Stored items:

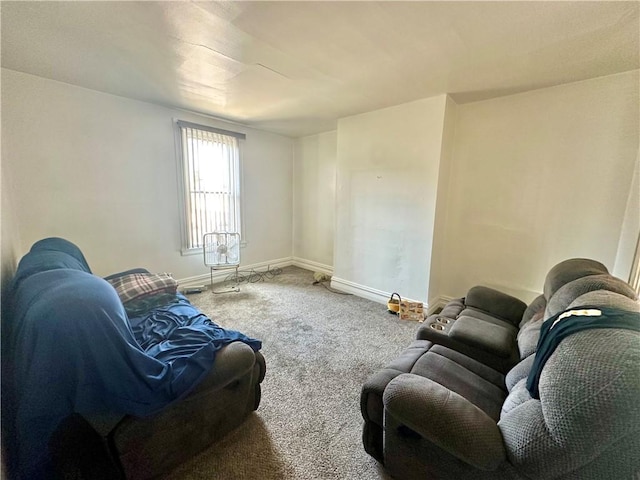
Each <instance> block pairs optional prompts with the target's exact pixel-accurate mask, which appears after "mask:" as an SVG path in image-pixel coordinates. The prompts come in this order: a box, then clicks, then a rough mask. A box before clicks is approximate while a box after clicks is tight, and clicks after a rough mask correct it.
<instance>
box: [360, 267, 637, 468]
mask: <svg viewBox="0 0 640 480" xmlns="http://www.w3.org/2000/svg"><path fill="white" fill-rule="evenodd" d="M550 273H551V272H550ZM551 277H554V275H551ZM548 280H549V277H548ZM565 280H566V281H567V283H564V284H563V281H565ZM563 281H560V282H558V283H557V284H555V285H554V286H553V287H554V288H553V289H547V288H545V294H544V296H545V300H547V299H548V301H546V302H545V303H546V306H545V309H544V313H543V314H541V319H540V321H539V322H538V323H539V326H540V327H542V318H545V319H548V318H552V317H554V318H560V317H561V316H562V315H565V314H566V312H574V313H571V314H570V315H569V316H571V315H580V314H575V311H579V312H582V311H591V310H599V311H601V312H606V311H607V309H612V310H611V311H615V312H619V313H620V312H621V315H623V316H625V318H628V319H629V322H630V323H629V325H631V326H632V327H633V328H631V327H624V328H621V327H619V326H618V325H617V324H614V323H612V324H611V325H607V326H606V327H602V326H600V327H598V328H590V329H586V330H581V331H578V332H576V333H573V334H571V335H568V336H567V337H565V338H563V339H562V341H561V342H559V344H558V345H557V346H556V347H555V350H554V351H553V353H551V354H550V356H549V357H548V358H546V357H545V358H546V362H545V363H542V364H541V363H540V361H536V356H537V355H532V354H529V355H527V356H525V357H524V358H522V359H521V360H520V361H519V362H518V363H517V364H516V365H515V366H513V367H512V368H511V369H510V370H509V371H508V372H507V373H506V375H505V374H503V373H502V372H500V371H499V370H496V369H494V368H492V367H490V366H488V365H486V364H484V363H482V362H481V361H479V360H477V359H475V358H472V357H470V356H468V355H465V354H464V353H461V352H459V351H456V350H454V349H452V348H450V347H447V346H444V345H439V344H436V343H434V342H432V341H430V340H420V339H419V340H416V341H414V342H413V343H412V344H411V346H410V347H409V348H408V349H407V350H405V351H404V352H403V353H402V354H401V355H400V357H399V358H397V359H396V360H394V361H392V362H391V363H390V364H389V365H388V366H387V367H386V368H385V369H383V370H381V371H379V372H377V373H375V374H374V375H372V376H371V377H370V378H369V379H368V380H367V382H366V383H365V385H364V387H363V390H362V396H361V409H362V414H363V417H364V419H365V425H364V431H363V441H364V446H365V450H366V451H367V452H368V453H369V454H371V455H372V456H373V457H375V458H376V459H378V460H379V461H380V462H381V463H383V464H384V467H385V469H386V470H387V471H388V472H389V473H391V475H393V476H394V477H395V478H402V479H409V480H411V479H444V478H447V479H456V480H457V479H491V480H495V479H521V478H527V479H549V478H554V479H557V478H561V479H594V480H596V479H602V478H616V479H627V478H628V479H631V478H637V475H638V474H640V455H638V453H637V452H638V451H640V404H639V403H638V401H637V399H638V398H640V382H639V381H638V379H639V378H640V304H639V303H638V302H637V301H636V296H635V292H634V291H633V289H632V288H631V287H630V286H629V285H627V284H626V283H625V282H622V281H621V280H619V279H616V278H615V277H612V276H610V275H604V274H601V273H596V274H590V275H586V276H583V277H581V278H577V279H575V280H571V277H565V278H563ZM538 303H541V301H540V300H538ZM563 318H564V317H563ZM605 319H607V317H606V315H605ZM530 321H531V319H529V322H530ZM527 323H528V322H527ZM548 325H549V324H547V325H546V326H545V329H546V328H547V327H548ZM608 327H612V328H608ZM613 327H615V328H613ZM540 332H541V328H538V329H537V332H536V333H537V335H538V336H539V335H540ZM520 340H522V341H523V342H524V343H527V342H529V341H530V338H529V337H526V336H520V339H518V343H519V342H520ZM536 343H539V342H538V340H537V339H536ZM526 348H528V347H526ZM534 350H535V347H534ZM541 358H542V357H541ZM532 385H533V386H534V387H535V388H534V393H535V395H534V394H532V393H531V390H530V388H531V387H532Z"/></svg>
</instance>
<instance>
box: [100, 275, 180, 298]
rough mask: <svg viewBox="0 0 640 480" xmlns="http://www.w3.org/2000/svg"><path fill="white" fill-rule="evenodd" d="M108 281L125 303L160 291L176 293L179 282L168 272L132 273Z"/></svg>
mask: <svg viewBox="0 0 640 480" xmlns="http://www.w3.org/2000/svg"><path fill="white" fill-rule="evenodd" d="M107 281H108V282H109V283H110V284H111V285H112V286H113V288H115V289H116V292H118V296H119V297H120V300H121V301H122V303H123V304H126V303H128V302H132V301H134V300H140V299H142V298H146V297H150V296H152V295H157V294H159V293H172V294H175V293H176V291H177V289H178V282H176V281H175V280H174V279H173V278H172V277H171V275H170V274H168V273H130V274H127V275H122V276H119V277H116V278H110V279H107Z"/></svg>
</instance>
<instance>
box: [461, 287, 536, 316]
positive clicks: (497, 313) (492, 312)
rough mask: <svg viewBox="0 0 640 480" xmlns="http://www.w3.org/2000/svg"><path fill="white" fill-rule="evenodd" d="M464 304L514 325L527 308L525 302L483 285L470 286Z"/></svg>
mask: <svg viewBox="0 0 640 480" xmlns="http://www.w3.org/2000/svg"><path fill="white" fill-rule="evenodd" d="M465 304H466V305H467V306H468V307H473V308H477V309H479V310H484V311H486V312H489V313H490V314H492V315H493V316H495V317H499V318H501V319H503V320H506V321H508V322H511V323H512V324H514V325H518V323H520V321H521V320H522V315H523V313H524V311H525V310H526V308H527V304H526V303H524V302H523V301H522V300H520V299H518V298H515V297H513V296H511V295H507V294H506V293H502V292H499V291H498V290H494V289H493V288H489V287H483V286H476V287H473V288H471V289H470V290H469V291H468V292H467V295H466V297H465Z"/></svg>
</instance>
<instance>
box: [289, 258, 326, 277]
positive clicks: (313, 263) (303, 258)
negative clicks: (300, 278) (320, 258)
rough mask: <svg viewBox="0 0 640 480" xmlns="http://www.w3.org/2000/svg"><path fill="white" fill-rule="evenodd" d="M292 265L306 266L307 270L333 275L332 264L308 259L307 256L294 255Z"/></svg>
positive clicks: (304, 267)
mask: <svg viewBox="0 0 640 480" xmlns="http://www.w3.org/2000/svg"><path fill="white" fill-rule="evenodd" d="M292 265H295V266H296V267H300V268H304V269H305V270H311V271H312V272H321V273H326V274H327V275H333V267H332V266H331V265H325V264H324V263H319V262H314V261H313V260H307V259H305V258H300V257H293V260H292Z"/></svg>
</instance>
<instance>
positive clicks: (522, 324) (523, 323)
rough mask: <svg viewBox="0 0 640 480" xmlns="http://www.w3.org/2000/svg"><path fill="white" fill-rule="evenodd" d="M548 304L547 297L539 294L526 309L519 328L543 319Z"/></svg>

■ Problem details: Set the pictures aside and transcribe the data above exactly.

■ Result of this exercise:
Each <instance> block pairs optional prompts with the target's exact pixel-accurate mask, which appears after "mask:" as an SVG path in image-pixel coordinates. The prompts come in this order: a box, then clicks, then a rough mask. A box before clicks is approximate while a box after clicks is tight, and clicks after a rough mask correct it.
<instance>
box: [360, 267, 637, 468]
mask: <svg viewBox="0 0 640 480" xmlns="http://www.w3.org/2000/svg"><path fill="white" fill-rule="evenodd" d="M550 273H551V272H550ZM551 277H554V275H551ZM548 280H549V277H548ZM565 280H566V281H567V283H564V284H563V281H565ZM563 281H560V282H558V283H557V284H555V285H554V286H553V287H554V288H553V289H547V288H545V294H544V296H545V300H547V299H548V301H546V302H545V303H546V306H545V309H544V313H543V314H541V319H540V321H539V322H538V323H539V326H540V327H542V318H545V319H548V318H552V317H554V318H560V317H561V316H562V315H565V314H566V312H574V313H571V314H570V315H569V316H571V315H580V314H575V311H579V312H582V311H591V310H599V311H601V312H606V311H607V309H612V310H611V311H615V312H619V313H620V312H621V315H623V316H625V318H628V319H629V322H630V323H629V325H631V326H632V327H633V328H631V327H624V328H621V327H619V326H618V325H617V324H614V323H612V324H611V325H607V326H606V327H602V326H600V327H598V328H590V329H586V330H581V331H578V332H576V333H573V334H571V335H568V336H567V337H565V338H563V339H562V341H561V342H559V344H558V345H557V346H556V347H555V350H554V351H553V353H551V354H550V356H549V357H548V358H546V357H545V358H546V362H545V363H542V364H541V363H540V361H536V356H537V355H532V354H529V355H527V356H525V357H524V358H522V359H521V360H520V361H519V362H518V363H517V364H516V365H515V366H513V367H512V368H511V369H510V370H509V371H508V372H507V373H506V375H505V374H503V373H502V372H500V371H499V370H496V369H494V368H492V367H490V366H488V365H486V364H484V363H482V362H481V361H479V360H477V359H475V358H472V357H470V356H468V355H465V354H464V353H461V352H459V351H456V350H454V349H452V348H450V347H447V346H444V345H439V344H436V343H434V342H432V341H430V340H420V339H419V340H416V341H414V342H413V343H412V344H411V346H410V347H409V348H408V349H407V350H405V351H404V352H403V353H402V354H401V355H400V357H399V358H397V359H396V360H394V361H392V362H391V363H390V364H389V365H388V366H387V367H386V368H385V369H383V370H381V371H379V372H377V373H375V374H374V375H372V376H371V377H370V378H369V379H368V380H367V382H366V383H365V385H364V387H363V390H362V396H361V409H362V414H363V417H364V419H365V425H364V431H363V441H364V446H365V450H366V451H367V452H368V453H369V454H371V455H372V456H373V457H375V458H376V459H378V460H379V461H380V462H381V463H383V464H384V467H385V469H386V470H387V471H388V472H389V473H391V475H393V476H394V477H395V478H402V479H409V480H411V479H444V478H447V479H456V480H457V479H491V480H495V479H521V478H527V479H549V478H554V479H557V478H561V479H594V480H596V479H602V478H616V479H627V478H628V479H631V478H637V475H638V474H640V455H638V453H637V452H638V451H640V404H639V403H638V401H637V399H638V398H640V382H639V381H638V379H639V378H640V304H639V303H638V302H637V301H636V296H635V292H634V291H633V289H632V288H631V287H630V286H629V285H627V284H626V283H625V282H622V281H621V280H619V279H616V278H615V277H612V276H610V275H604V274H601V273H596V274H590V275H586V276H583V277H581V278H577V279H575V280H571V277H565V278H563ZM538 303H541V301H540V300H538ZM563 318H564V317H563ZM605 319H607V317H606V315H605ZM530 321H531V319H529V322H530ZM527 323H528V322H527ZM548 325H549V324H547V325H546V326H545V329H546V328H547V327H548ZM608 327H612V328H608ZM613 327H615V328H613ZM540 332H541V328H538V329H537V332H536V333H537V335H538V336H539V335H540ZM520 340H522V341H523V342H524V343H527V342H529V341H530V338H529V337H526V336H520V339H518V343H519V342H520ZM536 343H539V342H538V340H537V339H536ZM526 348H528V347H526ZM534 350H535V347H534ZM541 358H542V357H541ZM532 385H533V386H534V387H535V388H534V393H535V395H534V394H532V393H531V390H530V388H531V387H532Z"/></svg>
</instance>
<instance>
box: [100, 275, 180, 298]
rough mask: <svg viewBox="0 0 640 480" xmlns="http://www.w3.org/2000/svg"><path fill="white" fill-rule="evenodd" d="M108 281L125 303L160 291L176 293L179 282L168 272L132 273Z"/></svg>
mask: <svg viewBox="0 0 640 480" xmlns="http://www.w3.org/2000/svg"><path fill="white" fill-rule="evenodd" d="M107 281H108V282H109V283H110V284H111V285H112V286H113V288H115V289H116V292H118V296H119V297H120V300H121V301H122V303H123V304H126V303H128V302H132V301H134V300H140V299H142V298H146V297H150V296H152V295H157V294H159V293H172V294H175V293H176V291H177V289H178V282H176V281H175V280H174V279H173V278H172V277H171V275H170V274H168V273H130V274H127V275H122V276H119V277H116V278H110V279H107Z"/></svg>
</instance>
<instance>
box: [461, 287, 536, 316]
positive clicks: (497, 313) (492, 312)
rough mask: <svg viewBox="0 0 640 480" xmlns="http://www.w3.org/2000/svg"><path fill="white" fill-rule="evenodd" d="M464 304L514 325L527 308L525 302L483 285L470 286Z"/></svg>
mask: <svg viewBox="0 0 640 480" xmlns="http://www.w3.org/2000/svg"><path fill="white" fill-rule="evenodd" d="M465 304H466V305H467V306H468V307H473V308H477V309H479V310H484V311H486V312H489V313H490V314H492V315H493V316H495V317H499V318H501V319H503V320H506V321H508V322H511V323H512V324H514V325H518V323H520V321H521V320H522V315H523V313H524V311H525V310H526V308H527V304H526V303H524V302H523V301H522V300H520V299H518V298H515V297H513V296H511V295H507V294H506V293H502V292H499V291H498V290H494V289H493V288H489V287H483V286H476V287H473V288H471V289H470V290H469V291H468V292H467V295H466V297H465Z"/></svg>
</instance>
<instance>
box: [289, 258, 326, 277]
positive clicks: (313, 263) (303, 258)
negative clicks: (300, 278) (320, 258)
rough mask: <svg viewBox="0 0 640 480" xmlns="http://www.w3.org/2000/svg"><path fill="white" fill-rule="evenodd" d="M292 265L306 266L307 270L333 275L332 264L308 259L307 256L294 255Z"/></svg>
positive clicks: (304, 267)
mask: <svg viewBox="0 0 640 480" xmlns="http://www.w3.org/2000/svg"><path fill="white" fill-rule="evenodd" d="M292 265H295V266H296V267H300V268H304V269H305V270H311V271H312V272H321V273H326V274H327V275H333V267H332V266H331V265H325V264H324V263H319V262H314V261H313V260H307V259H305V258H300V257H293V260H292Z"/></svg>
</instance>
<instance>
positive clicks: (522, 324) (523, 323)
rough mask: <svg viewBox="0 0 640 480" xmlns="http://www.w3.org/2000/svg"><path fill="white" fill-rule="evenodd" d="M548 304L547 297L539 294L526 309L519 328L543 319Z"/></svg>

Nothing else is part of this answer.